▶ _TO DO_
**1.** According to the breast-feeding peer support abstract, how many peer supporters were consulted?
**2.** Reproduce the breast-feeding peer support abstract word for word from "Findings: thematic network" to "the clinical environment.".

++++ DOCUMENT EXTRACT

Objectives: to describe the issues faced by breast-feeding peer supporters as their roles altered from a voluntary to a professionalised role with targets, accountability and more formalised interface with health professionals.

Design: a descriptive qualitative study utilising group and individual semi-structured interviews, with thematic network analysis.

Setting: 19 breast-feeding peer supporters were consulted from one peer support service located in the UK.

Findings: thematic network analysis of the peer supporter data generated a global theme of ‘Professionalising Breast-feeding Peer Support’. The three underpinning organising themes (and their associated basic themes): ‘visibility and communication’, ‘guardianship of knowledge’ and ‘roles and boundaries’ revealed the early and transitional tensions and anxieties that peer supporters faced when their role altered from a voluntary position to a formal model of service delivery, particularly within the clinical environment.

Conclusions and implications for practice: professionalisation of peer support can lead to benefits in terms of providing a standardised and comprehensive service with increased capacity for service provision. However, the transitional difficulties faced by the peer supporters as they moved from a voluntary into a professionalised role included a lack of identity; restricted time to care for new mothers; pressures and anxieties of meeting targets and accountability of case recording and the hostility and gatekeeping practices experienced amongst some of the health professionals. Flexible systems incorporating service-user involvement and needs-led strategies may help to overcome these issues.

++++++++
++++ RECORDED DATA

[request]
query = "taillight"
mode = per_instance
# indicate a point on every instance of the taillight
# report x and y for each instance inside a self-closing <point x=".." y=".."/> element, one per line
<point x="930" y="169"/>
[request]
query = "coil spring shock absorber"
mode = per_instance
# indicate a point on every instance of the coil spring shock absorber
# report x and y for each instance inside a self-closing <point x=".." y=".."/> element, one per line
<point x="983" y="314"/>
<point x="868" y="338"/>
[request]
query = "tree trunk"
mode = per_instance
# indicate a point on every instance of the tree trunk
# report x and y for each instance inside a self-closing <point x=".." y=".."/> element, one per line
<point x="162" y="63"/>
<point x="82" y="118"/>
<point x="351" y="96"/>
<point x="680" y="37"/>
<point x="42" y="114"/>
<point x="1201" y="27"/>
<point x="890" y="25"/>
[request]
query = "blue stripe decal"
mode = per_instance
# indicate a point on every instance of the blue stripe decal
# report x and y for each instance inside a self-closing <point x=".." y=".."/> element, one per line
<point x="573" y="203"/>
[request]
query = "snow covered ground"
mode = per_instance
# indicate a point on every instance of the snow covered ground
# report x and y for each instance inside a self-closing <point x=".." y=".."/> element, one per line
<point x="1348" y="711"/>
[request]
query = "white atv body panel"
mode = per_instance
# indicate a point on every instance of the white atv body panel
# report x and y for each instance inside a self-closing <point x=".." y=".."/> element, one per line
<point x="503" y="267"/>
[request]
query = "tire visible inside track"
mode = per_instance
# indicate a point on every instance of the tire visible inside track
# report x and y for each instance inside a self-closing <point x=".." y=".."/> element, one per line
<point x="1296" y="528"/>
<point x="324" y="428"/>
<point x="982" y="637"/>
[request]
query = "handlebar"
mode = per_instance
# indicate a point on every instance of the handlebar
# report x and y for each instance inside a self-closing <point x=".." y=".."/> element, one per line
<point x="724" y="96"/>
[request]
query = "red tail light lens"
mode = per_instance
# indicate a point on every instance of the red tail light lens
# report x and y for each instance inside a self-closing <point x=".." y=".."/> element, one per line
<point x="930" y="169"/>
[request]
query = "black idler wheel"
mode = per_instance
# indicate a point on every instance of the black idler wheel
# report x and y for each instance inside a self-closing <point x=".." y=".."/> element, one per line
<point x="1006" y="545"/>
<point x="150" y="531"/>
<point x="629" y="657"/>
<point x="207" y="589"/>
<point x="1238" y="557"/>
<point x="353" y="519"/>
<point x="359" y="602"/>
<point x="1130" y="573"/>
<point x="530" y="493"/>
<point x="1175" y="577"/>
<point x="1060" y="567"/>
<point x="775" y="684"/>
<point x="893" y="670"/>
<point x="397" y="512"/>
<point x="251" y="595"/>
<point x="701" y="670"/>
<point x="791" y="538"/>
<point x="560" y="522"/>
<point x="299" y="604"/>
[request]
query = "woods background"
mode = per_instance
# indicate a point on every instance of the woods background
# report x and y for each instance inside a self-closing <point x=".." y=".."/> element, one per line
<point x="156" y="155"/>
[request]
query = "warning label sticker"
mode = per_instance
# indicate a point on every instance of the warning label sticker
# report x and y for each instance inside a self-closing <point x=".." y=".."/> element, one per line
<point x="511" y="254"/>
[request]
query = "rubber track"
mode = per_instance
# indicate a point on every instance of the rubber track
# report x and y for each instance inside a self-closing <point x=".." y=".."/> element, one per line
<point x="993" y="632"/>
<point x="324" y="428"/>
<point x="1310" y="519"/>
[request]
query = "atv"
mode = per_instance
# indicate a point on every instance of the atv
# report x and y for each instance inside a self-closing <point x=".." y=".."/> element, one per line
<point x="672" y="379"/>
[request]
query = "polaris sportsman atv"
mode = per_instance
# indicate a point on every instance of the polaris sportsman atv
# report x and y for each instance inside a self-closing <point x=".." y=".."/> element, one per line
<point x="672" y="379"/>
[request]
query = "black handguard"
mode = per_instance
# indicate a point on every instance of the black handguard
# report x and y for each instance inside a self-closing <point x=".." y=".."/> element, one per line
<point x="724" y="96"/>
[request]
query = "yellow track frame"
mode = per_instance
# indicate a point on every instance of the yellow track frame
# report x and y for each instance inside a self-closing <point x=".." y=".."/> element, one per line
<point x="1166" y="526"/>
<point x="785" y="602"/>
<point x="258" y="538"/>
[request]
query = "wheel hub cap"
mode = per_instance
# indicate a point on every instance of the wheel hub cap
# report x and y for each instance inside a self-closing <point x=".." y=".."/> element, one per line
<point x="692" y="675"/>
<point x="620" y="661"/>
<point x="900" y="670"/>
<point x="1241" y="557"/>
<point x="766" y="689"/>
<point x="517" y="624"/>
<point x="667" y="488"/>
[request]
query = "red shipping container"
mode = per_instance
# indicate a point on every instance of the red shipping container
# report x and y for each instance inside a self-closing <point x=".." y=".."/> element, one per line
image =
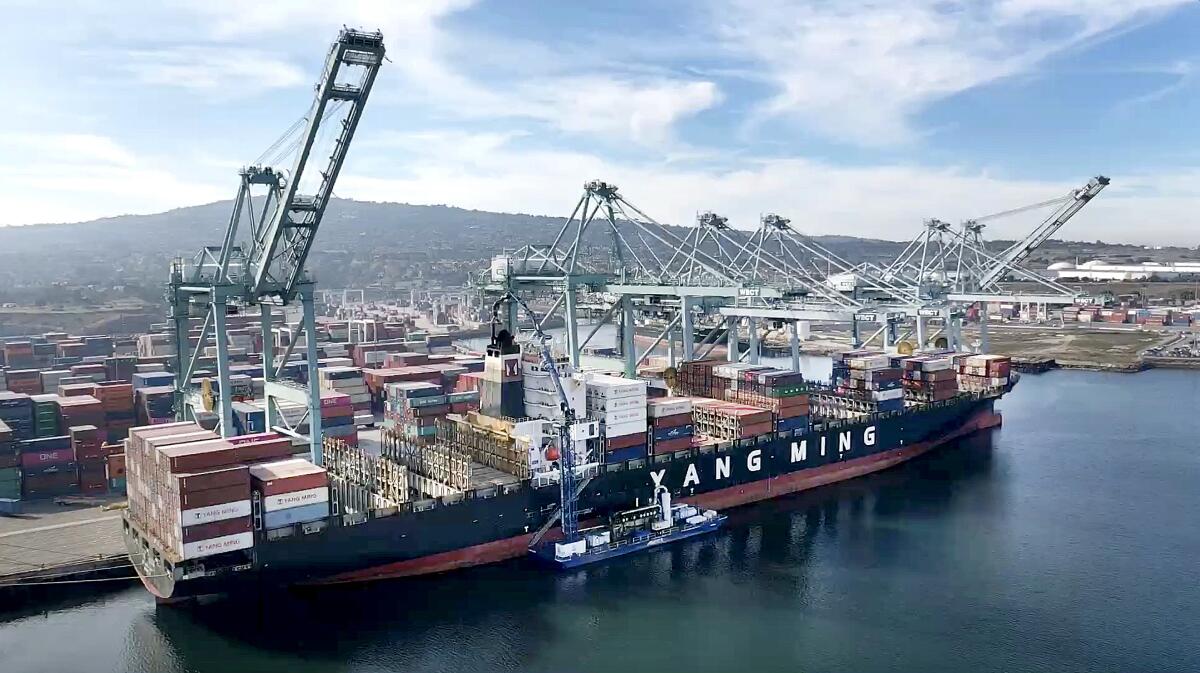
<point x="114" y="466"/>
<point x="265" y="450"/>
<point x="222" y="478"/>
<point x="287" y="476"/>
<point x="252" y="438"/>
<point x="213" y="497"/>
<point x="40" y="458"/>
<point x="197" y="456"/>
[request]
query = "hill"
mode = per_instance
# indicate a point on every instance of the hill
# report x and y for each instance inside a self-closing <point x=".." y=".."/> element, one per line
<point x="361" y="244"/>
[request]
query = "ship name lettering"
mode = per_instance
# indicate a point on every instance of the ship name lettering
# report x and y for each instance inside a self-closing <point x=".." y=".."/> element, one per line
<point x="723" y="467"/>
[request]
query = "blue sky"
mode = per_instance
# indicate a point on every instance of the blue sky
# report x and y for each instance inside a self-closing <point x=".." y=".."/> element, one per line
<point x="850" y="116"/>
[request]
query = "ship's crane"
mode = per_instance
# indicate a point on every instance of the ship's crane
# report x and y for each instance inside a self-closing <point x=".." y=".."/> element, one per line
<point x="570" y="484"/>
<point x="1019" y="251"/>
<point x="262" y="258"/>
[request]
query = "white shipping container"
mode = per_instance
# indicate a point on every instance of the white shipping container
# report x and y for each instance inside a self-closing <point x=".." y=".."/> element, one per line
<point x="612" y="388"/>
<point x="618" y="418"/>
<point x="622" y="430"/>
<point x="618" y="404"/>
<point x="214" y="512"/>
<point x="295" y="499"/>
<point x="670" y="407"/>
<point x="870" y="362"/>
<point x="217" y="545"/>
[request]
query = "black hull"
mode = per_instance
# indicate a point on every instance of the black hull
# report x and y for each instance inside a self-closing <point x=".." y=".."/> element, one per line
<point x="490" y="527"/>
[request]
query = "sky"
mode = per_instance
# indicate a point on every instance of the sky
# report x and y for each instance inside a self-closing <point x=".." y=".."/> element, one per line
<point x="849" y="116"/>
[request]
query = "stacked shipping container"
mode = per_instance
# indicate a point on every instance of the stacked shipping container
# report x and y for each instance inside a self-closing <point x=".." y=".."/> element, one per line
<point x="672" y="427"/>
<point x="190" y="491"/>
<point x="619" y="404"/>
<point x="978" y="373"/>
<point x="929" y="379"/>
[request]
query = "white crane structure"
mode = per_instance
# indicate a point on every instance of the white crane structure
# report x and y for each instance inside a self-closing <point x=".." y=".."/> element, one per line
<point x="615" y="251"/>
<point x="269" y="236"/>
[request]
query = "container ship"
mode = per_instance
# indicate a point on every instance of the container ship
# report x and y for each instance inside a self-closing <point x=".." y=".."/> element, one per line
<point x="466" y="468"/>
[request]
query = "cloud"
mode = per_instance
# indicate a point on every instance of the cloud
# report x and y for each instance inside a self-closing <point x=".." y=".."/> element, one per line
<point x="213" y="68"/>
<point x="888" y="202"/>
<point x="861" y="70"/>
<point x="70" y="178"/>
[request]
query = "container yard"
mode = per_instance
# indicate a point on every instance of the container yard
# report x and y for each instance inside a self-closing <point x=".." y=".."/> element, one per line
<point x="259" y="444"/>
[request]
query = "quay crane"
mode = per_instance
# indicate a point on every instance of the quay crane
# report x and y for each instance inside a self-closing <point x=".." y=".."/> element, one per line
<point x="262" y="259"/>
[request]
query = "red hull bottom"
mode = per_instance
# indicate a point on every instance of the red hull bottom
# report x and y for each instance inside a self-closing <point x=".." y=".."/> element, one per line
<point x="731" y="497"/>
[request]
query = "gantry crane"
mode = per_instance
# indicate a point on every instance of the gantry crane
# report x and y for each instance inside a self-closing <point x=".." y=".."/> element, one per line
<point x="269" y="270"/>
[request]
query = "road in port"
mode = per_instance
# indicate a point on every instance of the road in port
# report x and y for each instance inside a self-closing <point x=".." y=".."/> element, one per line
<point x="1063" y="541"/>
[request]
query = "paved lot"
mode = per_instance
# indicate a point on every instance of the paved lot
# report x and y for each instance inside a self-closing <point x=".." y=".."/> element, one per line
<point x="48" y="536"/>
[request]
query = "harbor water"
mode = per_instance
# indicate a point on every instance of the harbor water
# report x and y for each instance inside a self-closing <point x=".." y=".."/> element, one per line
<point x="1063" y="541"/>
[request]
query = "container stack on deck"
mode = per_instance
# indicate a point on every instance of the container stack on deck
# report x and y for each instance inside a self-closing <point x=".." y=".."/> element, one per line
<point x="619" y="404"/>
<point x="414" y="408"/>
<point x="981" y="373"/>
<point x="929" y="378"/>
<point x="783" y="392"/>
<point x="672" y="427"/>
<point x="540" y="395"/>
<point x="292" y="491"/>
<point x="190" y="491"/>
<point x="730" y="421"/>
<point x="864" y="383"/>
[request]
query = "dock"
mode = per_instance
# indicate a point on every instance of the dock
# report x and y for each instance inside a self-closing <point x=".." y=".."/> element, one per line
<point x="52" y="542"/>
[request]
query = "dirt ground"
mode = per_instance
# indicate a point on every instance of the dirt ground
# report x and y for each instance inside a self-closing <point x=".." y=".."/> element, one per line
<point x="1072" y="347"/>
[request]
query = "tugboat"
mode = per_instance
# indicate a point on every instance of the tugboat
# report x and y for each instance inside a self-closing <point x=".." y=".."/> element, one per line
<point x="630" y="532"/>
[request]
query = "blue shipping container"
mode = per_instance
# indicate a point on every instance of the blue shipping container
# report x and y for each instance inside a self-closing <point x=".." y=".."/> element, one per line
<point x="665" y="433"/>
<point x="785" y="425"/>
<point x="628" y="454"/>
<point x="303" y="514"/>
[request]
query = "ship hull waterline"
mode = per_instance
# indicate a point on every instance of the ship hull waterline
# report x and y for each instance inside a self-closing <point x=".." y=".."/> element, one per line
<point x="271" y="570"/>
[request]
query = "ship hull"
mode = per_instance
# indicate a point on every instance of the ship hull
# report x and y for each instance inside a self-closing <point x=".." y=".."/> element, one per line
<point x="490" y="529"/>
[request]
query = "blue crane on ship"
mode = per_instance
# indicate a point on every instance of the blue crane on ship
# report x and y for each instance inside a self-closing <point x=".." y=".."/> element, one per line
<point x="570" y="484"/>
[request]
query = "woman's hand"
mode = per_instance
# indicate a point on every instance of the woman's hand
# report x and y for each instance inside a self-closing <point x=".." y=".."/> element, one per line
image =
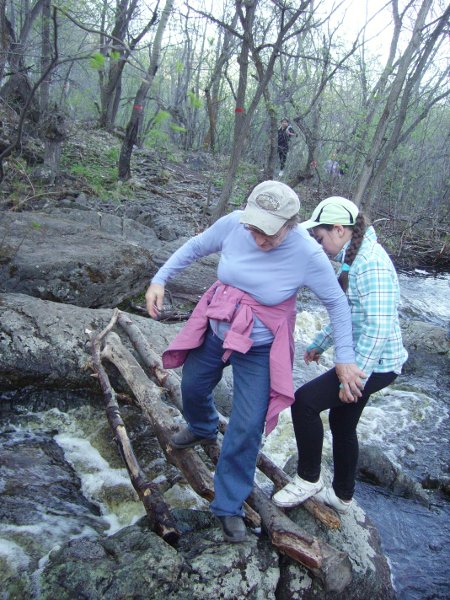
<point x="311" y="355"/>
<point x="350" y="376"/>
<point x="154" y="298"/>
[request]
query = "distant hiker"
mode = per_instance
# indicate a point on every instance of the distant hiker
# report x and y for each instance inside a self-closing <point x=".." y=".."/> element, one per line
<point x="332" y="167"/>
<point x="285" y="132"/>
<point x="246" y="320"/>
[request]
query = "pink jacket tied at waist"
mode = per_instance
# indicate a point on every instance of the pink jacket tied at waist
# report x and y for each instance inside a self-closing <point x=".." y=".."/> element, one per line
<point x="226" y="303"/>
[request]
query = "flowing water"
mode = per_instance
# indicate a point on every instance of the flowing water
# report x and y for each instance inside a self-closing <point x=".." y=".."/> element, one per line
<point x="409" y="421"/>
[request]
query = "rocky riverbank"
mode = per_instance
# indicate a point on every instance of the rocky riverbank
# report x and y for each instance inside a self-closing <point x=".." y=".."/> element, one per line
<point x="63" y="266"/>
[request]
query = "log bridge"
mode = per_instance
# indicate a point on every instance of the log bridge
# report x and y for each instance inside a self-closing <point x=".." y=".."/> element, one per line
<point x="151" y="385"/>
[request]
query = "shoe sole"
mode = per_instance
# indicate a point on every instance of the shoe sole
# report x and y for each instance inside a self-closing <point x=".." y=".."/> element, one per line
<point x="202" y="442"/>
<point x="234" y="540"/>
<point x="341" y="511"/>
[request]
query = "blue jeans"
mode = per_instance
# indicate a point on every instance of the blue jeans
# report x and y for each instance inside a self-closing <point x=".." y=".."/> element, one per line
<point x="202" y="371"/>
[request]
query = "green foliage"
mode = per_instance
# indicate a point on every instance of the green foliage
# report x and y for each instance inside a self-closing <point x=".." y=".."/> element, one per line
<point x="97" y="61"/>
<point x="194" y="100"/>
<point x="177" y="128"/>
<point x="160" y="117"/>
<point x="97" y="170"/>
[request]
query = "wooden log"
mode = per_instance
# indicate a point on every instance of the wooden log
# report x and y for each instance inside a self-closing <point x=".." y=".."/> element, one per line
<point x="162" y="417"/>
<point x="171" y="381"/>
<point x="333" y="568"/>
<point x="159" y="515"/>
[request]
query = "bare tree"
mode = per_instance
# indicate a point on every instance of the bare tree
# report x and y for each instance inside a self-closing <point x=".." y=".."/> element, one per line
<point x="135" y="121"/>
<point x="409" y="71"/>
<point x="287" y="18"/>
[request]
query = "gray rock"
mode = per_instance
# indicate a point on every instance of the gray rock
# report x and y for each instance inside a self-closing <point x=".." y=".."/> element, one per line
<point x="374" y="465"/>
<point x="75" y="256"/>
<point x="425" y="337"/>
<point x="135" y="563"/>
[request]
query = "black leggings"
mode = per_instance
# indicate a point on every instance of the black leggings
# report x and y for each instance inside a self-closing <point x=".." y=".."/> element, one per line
<point x="310" y="400"/>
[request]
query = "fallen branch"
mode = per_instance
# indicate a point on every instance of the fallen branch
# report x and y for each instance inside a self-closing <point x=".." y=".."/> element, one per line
<point x="160" y="517"/>
<point x="332" y="567"/>
<point x="171" y="382"/>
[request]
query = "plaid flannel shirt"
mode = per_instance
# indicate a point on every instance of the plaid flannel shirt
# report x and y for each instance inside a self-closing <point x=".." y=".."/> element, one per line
<point x="374" y="295"/>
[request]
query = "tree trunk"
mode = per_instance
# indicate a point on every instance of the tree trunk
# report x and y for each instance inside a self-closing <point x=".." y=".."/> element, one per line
<point x="135" y="122"/>
<point x="171" y="382"/>
<point x="160" y="518"/>
<point x="44" y="91"/>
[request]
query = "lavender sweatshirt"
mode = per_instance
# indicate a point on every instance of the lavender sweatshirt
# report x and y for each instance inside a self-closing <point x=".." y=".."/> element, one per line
<point x="270" y="277"/>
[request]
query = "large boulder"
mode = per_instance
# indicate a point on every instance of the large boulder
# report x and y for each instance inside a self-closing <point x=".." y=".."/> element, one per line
<point x="78" y="257"/>
<point x="45" y="344"/>
<point x="425" y="337"/>
<point x="89" y="258"/>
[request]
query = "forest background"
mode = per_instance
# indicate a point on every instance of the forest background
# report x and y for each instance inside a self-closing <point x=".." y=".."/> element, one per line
<point x="363" y="83"/>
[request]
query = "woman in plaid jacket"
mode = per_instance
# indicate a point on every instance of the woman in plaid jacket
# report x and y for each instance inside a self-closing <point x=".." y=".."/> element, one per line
<point x="368" y="277"/>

++++++++

▶ _RESULTS OF THE TASKS_
**1.** 19 breast-feeding peer supporters

**2.**
Findings: thematic network analysis of the peer supporter data generated a global theme of ‘Professionalising Breast-feeding Peer Support’. The three underpinning organising themes (and their associated basic themes): ‘visibility and communication’, ‘guardianship of knowledge’ and ‘roles and boundaries’ revealed the early and transitional tensions and anxieties that peer supporters faced when their role altered from a voluntary position to a formal model of service delivery, particularly within the clinical environment.